* **Assigned task**: When you copy the material below, keep every line exact and drop the pictures.

* **Information given**:
= = = =

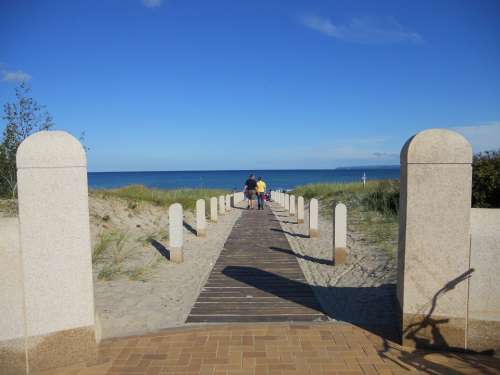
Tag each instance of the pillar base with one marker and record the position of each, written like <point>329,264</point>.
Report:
<point>483,335</point>
<point>435,332</point>
<point>12,357</point>
<point>176,255</point>
<point>56,349</point>
<point>340,255</point>
<point>313,233</point>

= = = =

* **Exercise output**:
Tag each instance of the pillar base with one marker and record the position of each, written like <point>329,264</point>.
Report:
<point>483,335</point>
<point>435,332</point>
<point>12,357</point>
<point>176,255</point>
<point>56,349</point>
<point>340,255</point>
<point>313,233</point>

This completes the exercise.